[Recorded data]

══════════

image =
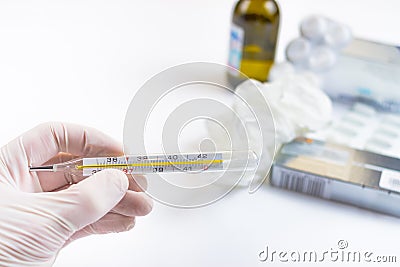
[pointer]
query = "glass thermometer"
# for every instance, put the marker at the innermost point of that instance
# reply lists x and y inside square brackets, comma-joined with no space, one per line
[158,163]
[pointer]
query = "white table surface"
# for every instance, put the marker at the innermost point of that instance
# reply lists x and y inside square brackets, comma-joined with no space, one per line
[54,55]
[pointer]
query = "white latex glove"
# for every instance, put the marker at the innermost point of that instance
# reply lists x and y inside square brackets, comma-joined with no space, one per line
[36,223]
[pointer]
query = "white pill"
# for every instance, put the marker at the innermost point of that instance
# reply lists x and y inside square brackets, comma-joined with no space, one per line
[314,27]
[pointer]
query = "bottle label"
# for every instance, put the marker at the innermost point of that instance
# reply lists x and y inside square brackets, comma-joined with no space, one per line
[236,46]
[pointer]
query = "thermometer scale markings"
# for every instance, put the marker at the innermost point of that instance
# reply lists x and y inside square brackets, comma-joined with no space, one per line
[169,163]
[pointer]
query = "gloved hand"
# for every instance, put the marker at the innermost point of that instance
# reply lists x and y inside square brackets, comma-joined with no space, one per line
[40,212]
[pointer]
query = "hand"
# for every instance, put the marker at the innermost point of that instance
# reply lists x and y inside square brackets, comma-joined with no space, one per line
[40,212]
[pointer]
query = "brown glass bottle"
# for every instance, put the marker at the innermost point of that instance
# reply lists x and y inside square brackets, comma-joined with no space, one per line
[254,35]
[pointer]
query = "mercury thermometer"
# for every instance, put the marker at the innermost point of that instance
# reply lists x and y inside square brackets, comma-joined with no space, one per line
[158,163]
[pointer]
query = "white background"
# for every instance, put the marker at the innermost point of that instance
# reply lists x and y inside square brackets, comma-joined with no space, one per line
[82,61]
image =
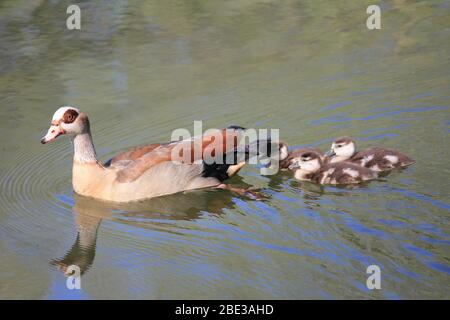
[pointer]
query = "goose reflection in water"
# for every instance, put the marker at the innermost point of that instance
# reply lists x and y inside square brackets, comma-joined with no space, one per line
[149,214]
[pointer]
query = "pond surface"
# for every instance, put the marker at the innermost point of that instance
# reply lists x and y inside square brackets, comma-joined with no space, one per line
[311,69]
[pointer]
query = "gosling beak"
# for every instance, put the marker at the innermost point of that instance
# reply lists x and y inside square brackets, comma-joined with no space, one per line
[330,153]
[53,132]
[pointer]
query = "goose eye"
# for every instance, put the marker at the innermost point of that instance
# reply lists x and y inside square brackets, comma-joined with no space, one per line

══════════

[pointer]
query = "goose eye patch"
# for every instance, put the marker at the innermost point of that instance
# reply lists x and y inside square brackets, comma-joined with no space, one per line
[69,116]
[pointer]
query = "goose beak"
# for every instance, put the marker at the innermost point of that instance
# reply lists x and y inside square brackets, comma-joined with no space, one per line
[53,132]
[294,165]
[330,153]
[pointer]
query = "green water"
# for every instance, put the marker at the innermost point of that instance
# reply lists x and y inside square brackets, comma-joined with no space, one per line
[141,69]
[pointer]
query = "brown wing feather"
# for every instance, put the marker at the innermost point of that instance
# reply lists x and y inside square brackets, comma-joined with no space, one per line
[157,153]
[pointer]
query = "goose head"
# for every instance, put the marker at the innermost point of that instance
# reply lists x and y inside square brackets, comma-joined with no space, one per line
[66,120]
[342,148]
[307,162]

══════════

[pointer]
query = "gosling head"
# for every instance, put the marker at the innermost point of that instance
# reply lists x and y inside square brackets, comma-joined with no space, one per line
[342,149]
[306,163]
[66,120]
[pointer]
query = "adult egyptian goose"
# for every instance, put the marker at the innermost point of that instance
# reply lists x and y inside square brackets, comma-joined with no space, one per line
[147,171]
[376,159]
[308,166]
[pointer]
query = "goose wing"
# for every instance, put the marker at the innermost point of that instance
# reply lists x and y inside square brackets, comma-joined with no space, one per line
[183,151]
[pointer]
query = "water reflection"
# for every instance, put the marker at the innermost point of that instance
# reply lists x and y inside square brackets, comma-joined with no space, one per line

══════════

[TASK GOAL] Copy out every line of the material above that contains the string "surface", treating uppercase and lowercase letters as different.

[FINISHED TASK]
query = "white table surface"
query = "pond surface"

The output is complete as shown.